Task inputs —
§

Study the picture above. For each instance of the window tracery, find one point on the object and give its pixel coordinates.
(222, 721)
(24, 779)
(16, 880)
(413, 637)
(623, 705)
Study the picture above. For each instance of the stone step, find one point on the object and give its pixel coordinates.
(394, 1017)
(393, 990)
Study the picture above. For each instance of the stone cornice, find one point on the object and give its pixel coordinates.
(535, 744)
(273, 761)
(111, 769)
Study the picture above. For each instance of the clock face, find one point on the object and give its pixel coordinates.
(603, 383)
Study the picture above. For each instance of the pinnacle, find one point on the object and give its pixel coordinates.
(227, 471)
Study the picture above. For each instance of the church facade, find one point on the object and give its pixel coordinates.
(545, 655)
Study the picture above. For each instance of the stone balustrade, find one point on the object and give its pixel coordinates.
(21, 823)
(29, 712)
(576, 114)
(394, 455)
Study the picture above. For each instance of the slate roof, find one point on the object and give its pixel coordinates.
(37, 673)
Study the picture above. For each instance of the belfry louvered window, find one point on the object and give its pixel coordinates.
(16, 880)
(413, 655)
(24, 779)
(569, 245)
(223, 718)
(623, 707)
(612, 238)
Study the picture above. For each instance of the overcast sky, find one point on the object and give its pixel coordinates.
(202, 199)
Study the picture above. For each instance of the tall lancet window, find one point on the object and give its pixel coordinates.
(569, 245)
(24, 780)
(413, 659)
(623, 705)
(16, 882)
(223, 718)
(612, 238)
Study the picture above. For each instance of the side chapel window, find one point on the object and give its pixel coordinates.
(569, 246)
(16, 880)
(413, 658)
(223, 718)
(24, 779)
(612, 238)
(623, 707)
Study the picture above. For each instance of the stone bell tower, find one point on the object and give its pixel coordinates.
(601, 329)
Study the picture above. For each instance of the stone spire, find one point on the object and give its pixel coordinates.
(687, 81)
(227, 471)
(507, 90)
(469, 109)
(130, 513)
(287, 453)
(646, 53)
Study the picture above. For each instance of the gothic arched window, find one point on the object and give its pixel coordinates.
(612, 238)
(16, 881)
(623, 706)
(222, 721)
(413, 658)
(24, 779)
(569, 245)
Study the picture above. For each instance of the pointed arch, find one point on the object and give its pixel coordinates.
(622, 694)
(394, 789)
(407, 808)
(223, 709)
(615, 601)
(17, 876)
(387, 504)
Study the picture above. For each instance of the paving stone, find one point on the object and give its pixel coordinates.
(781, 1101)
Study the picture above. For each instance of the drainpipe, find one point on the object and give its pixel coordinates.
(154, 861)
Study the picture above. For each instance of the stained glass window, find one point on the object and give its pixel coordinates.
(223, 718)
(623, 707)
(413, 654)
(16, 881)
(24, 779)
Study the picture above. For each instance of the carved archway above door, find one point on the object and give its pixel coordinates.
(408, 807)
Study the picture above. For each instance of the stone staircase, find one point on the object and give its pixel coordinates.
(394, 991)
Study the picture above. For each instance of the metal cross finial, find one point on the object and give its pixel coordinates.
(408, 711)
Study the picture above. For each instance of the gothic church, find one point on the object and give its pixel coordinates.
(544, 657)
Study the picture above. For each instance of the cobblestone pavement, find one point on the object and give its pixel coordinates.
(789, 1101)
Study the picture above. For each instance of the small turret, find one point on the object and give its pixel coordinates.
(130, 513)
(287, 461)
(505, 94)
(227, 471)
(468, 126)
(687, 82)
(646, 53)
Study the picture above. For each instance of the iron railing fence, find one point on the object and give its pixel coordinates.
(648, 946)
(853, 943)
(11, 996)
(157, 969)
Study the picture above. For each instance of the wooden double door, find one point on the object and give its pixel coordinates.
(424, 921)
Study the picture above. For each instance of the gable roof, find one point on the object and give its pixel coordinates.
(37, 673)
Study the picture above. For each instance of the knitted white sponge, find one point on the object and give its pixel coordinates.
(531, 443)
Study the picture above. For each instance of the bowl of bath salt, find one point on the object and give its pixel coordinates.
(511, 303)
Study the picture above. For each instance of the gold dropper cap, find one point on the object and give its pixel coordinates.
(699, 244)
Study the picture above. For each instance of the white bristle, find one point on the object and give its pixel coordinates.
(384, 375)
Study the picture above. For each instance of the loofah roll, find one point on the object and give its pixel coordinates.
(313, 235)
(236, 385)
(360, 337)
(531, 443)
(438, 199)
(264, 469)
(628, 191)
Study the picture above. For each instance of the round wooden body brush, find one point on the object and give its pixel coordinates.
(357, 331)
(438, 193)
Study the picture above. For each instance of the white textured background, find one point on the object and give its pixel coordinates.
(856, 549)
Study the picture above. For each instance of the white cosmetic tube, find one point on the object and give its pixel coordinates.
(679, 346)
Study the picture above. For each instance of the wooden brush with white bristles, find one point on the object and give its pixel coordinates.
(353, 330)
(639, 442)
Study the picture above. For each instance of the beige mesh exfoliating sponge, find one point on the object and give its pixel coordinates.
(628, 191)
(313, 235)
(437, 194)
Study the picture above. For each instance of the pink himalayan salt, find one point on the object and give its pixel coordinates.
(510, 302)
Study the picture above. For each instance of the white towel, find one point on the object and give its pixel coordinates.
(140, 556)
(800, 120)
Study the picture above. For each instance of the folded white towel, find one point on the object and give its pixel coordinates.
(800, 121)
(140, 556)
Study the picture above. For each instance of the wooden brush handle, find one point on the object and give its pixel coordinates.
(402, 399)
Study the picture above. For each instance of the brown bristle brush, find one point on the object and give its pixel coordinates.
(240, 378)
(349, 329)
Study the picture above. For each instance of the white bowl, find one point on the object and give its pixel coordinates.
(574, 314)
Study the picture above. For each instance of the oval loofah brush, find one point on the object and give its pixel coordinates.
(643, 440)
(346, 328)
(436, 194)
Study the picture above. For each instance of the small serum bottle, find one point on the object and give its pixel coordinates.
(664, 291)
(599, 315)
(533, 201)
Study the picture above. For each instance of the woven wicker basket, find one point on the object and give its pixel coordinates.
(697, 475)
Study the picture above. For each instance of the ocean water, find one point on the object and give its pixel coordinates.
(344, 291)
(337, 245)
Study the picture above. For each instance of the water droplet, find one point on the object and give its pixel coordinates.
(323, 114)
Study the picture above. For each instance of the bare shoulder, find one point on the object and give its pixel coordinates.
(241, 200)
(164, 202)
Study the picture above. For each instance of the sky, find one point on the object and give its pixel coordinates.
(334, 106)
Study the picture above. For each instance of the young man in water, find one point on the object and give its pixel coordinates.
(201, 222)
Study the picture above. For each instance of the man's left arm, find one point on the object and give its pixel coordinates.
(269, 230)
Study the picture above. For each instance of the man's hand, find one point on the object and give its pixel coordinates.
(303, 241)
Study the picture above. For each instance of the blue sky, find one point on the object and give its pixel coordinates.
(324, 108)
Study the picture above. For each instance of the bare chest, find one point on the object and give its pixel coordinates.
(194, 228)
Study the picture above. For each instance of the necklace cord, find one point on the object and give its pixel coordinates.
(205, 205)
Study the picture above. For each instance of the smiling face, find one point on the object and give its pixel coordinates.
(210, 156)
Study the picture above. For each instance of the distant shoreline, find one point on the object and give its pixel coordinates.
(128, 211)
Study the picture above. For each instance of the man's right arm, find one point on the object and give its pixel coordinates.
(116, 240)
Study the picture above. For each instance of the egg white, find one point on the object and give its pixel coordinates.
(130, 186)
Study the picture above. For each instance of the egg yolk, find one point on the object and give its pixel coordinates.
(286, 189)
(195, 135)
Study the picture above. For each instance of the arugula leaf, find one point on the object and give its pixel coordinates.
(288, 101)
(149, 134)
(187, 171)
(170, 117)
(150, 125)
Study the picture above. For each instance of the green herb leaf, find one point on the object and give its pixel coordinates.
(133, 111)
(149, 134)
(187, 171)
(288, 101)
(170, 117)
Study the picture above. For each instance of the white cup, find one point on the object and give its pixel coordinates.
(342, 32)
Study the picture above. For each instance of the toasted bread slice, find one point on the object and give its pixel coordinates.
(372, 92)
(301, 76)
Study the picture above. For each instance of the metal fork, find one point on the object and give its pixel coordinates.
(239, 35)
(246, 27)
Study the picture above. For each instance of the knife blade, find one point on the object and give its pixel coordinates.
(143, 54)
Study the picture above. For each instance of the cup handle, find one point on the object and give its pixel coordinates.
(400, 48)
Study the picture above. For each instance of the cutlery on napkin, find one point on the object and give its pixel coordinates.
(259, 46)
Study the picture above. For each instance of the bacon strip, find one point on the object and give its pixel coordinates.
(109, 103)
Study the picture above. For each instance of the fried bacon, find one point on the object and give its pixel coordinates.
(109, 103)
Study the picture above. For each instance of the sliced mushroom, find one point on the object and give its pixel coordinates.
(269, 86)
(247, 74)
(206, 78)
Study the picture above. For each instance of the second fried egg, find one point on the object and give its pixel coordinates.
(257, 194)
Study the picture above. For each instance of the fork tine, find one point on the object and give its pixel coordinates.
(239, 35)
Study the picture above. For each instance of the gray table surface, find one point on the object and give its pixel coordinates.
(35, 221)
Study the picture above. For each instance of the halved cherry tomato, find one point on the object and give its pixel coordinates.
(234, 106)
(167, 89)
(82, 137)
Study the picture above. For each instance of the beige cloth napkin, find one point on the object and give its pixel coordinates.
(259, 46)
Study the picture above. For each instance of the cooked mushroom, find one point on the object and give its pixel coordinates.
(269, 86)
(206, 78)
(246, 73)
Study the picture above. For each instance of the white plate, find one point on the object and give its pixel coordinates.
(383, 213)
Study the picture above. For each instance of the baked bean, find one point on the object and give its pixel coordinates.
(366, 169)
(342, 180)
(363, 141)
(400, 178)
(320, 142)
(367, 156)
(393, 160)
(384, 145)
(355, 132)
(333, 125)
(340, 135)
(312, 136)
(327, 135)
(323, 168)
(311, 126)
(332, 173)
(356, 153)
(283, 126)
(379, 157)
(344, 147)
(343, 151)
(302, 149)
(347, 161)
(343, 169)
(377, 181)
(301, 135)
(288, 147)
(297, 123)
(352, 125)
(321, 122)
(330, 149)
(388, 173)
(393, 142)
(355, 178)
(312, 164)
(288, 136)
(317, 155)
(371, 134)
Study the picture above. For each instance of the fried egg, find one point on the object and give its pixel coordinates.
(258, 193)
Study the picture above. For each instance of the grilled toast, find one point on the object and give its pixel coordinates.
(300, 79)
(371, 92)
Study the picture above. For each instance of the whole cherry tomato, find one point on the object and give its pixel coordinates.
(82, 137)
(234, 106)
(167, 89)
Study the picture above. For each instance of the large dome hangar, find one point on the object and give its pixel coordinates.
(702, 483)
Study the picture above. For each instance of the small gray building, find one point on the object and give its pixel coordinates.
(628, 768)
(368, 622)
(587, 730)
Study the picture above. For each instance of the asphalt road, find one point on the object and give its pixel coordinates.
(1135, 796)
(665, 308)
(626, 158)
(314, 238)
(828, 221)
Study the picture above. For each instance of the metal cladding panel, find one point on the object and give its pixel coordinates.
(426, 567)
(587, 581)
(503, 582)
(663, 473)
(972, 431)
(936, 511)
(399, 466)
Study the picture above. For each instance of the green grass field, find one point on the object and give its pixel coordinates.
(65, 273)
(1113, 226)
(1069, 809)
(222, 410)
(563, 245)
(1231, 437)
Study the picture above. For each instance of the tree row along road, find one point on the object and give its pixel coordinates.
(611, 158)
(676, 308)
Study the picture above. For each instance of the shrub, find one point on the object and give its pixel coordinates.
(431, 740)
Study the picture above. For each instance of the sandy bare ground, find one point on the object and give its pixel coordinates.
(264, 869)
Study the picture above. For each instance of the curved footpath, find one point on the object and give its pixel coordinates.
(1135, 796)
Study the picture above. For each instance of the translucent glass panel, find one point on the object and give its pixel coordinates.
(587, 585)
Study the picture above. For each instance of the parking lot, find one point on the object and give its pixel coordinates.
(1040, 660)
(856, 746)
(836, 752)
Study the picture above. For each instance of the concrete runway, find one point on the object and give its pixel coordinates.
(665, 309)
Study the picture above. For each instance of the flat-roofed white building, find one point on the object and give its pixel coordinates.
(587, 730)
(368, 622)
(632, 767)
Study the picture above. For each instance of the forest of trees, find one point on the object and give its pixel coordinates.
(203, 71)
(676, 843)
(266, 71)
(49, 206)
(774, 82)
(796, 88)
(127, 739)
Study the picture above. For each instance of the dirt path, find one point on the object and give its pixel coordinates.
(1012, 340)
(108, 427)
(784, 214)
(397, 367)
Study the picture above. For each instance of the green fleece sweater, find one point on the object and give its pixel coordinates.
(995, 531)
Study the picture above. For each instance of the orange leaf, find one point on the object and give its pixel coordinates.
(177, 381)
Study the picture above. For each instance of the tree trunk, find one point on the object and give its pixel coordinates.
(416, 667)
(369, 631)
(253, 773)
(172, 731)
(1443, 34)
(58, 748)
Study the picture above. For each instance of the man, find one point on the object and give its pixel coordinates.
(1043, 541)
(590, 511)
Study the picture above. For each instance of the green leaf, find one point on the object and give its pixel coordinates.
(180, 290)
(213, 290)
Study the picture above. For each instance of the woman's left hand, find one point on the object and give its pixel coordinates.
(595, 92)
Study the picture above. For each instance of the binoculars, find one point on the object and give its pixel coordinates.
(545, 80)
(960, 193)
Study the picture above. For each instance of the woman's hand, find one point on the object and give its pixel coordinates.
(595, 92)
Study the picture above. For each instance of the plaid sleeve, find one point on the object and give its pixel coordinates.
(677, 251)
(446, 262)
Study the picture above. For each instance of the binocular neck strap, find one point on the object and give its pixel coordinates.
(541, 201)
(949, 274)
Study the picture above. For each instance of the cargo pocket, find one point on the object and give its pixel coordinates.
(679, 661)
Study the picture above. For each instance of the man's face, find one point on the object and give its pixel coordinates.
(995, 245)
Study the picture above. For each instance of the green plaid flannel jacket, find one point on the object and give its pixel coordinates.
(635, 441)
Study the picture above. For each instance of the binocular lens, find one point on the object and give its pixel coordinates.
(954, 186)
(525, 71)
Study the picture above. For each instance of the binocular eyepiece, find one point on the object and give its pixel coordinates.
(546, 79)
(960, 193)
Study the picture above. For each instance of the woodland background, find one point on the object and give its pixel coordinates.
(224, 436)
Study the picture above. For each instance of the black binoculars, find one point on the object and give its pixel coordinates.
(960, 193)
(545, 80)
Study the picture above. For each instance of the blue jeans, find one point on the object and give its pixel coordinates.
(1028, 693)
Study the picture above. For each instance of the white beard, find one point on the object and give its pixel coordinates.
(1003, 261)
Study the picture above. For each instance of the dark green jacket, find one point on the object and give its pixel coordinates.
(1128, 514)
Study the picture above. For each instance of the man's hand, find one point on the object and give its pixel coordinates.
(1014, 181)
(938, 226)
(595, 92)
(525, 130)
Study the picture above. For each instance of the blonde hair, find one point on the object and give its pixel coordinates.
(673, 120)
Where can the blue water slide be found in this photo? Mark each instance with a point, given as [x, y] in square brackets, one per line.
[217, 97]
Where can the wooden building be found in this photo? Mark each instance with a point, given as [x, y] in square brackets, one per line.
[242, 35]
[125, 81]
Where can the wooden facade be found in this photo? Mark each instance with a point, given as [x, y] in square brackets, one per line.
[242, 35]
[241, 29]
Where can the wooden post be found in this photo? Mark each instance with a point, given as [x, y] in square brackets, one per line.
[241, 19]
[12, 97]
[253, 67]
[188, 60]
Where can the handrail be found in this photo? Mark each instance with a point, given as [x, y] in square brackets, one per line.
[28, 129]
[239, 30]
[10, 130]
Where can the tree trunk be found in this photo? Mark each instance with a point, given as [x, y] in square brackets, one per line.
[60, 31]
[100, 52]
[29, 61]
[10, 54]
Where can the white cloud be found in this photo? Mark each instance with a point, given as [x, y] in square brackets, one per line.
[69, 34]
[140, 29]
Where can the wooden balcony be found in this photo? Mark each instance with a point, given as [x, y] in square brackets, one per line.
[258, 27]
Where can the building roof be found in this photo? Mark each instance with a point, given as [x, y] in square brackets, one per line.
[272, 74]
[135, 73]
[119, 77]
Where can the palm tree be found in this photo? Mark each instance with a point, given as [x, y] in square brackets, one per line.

§

Goal — Set down, word for word, only the lines running from the line with "blue jeans, find" to the last line of the listing above. Both of those lines belong in your answer.

Response to the task —
Study the picture above. For each instance of the blue jeans, find one point on the object and give its pixel coordinates.
(1028, 693)
Study the picture above. For each instance of the white beard, find one point on the object and give its pixel coordinates.
(1003, 261)
Study the picture above. For each instance of the dark green jacket, find one point on the object and give its pixel coordinates.
(1128, 514)
Study the picture above. For each instance of the man's hand, find one point on the object and give its pixel coordinates.
(1014, 181)
(938, 226)
(595, 92)
(525, 130)
Study the picture above. For each instance of the blonde hair, find one point on the object and give its pixel coordinates.
(673, 120)
Where can the blue water slide be found in this photo? Mark each instance with a point, given as [x, y] in square brackets, one per line.
[217, 97]
Where can the wooden building be found in this photo? Mark each instance with a point, given as [x, y] in square brackets, one per line.
[242, 35]
[125, 81]
Where can the wooden facade be found in this photo? Mark each instance with a point, given as [x, y] in square brackets, one per line.
[242, 35]
[241, 29]
Where can the wooden post be found in this photo? Mark each instance with a point, given as [x, y] in square brackets, one per line.
[241, 19]
[12, 97]
[253, 67]
[188, 60]
Where can the handrail be found in this photo? Mark each instance with a point, given as [x, y] in square brackets, one per line.
[28, 129]
[239, 30]
[10, 130]
Where can the tree trunk be found in this photo? Mark each instance with a point, given as [x, y] in square brackets, one per line.
[60, 31]
[100, 52]
[29, 61]
[10, 54]
Where can the white cloud be found in this photo? Mark each instance with a point, given as [x, y] in square brackets, one per line.
[69, 34]
[140, 29]
Where can the wooden balcony be found in this photo? Mark each instance with a point, given as [x, y] in square brackets, one per line.
[258, 27]
Where can the building roof be found in this photo? Mark each instance with a point, given as [x, y] in square brackets, one per line.
[272, 74]
[135, 73]
[119, 77]
Where can the palm tree be found in this photo? Mark each instance with a point, given as [x, y] in square brackets, one per line.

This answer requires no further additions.